Text shown:
--------------------------------
Senate Bill 834 (S-3) would create the “Michigan Early Stage Venture Capital Investment Act” to require that, within one year after the bill’s effective date, the “Michigan Early Stage Venture Capital Investment Corporation” be established, a fund manager be hired, an investment plan be established, and funds be solicited and available for investment consistent with that plan. The Corporation would have to create the “Michigan Early Stage Venture Capital Investment Fund”. Money in the Fund could be invested in venture capital companies to promote investment in qualified businesses.


If the Fund could not repay the negotiated return on a person’s investment, the Corporation would have to give the investor a certificate for a single business tax (SBT) or income tax credit for the difference between the amount repaid by the Fund and the negotiated repayment amount. The credit would be a debt of the Fund to the Department of Treasury. The Fund would expire on January 1, 2054, and its balance would be transferred to the State’s General Fund.


Senate Bill 835 would amend the Single Business Tax Act to specify that, for tax years beginning after 2008 and before 2020, a taxpayer that was an investor could claim an SBT credit equal to the amount determined and certified under Senate Bill 834. For tax years beginning after 2009, if a credit against the SBT or a successor tax were not allowed, the taxpayer could transfer the credit to a person who could claim an income tax credit (under Senate Bill 836). The total amount of all certified SBT credits for all taxpayers for all years could not exceed $150 million. The total amount of all credits authorized for any one year could not exceed $30 million.


Senate Bill 836 would amend the Income Tax Act to provide that, for tax years beginning after 2009 and before 2020, a taxpayer to whom a certificate and remaining SBT credit amount had been transferred under Senate Bill 835 could claim that credit against the income tax.

Senate Bill 834 (S-3) would define “venture capital company” as a corporation, partnership, or other legal entity whose primary business activity was the investment of equity capital in businesses that focus on areas including, but not limited to, alternative energy technology, high-technology activity, or health care. “Qualified business” would mean a seed or early stage business that was located in Michigan, that had its corporate headquarters in Michigan, or the majority of whose employees worked a majority of their time as a site located in Michigan. “Seed or early stage business” would mean a business that had less than $15 million in gross receipts and fewer than 200 employees for the calendar year immediately preceding initial investment in the business by a venture capital company.


Senate Bill 834 (S-3) is tie-barred to Senate Bills 835 and 836, which are tie-barred to Senate Bill 834.


Senate Bill 834 (S-3)
--------------------------------
Records provided:
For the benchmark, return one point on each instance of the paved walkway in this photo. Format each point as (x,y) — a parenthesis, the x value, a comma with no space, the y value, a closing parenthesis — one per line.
--------------------------------
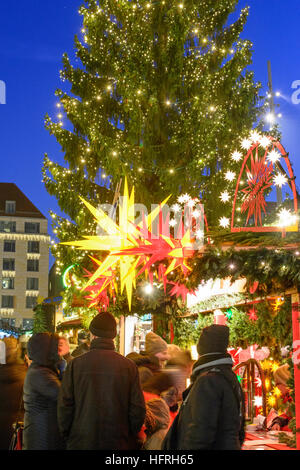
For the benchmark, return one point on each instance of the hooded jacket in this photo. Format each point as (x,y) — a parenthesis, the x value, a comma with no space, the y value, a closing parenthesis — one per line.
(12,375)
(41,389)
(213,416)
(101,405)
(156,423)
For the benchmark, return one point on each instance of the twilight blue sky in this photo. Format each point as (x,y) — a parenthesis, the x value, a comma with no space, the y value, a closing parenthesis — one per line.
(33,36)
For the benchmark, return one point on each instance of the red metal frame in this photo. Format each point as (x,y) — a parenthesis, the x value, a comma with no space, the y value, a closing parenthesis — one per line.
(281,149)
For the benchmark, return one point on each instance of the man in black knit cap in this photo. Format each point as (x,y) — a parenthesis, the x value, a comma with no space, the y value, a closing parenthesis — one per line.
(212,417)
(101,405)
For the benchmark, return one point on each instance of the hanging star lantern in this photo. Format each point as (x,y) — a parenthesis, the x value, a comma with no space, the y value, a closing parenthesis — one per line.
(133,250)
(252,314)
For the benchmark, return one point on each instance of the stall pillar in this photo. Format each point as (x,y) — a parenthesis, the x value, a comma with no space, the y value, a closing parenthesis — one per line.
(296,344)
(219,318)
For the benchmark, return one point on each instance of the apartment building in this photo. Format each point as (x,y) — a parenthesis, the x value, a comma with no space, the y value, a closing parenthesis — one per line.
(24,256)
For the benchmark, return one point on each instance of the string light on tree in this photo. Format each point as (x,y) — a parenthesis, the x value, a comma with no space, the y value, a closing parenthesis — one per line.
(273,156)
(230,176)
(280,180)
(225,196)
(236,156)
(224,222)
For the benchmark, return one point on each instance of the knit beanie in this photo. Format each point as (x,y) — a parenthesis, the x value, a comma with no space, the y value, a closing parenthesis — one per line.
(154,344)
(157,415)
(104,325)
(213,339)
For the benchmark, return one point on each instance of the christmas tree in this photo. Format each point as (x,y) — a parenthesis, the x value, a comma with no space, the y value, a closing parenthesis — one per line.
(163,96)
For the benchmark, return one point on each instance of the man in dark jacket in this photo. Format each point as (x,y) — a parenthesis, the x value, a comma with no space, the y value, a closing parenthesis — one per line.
--------------------------------
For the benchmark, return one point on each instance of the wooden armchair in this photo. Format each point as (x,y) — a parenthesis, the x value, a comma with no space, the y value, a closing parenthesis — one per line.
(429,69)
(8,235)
--------------------------------
What is needed: From the Senate bill summary, copy out verbatim the passage that begins with the words "Senate Bill 834 (S-3) would create" and ends after the words "in qualified businesses.".

Response for this exercise:
Senate Bill 834 (S-3) would create the “Michigan Early Stage Venture Capital Investment Act” to require that, within one year after the bill’s effective date, the “Michigan Early Stage Venture Capital Investment Corporation” be established, a fund manager be hired, an investment plan be established, and funds be solicited and available for investment consistent with that plan. The Corporation would have to create the “Michigan Early Stage Venture Capital Investment Fund”. Money in the Fund could be invested in venture capital companies to promote investment in qualified businesses.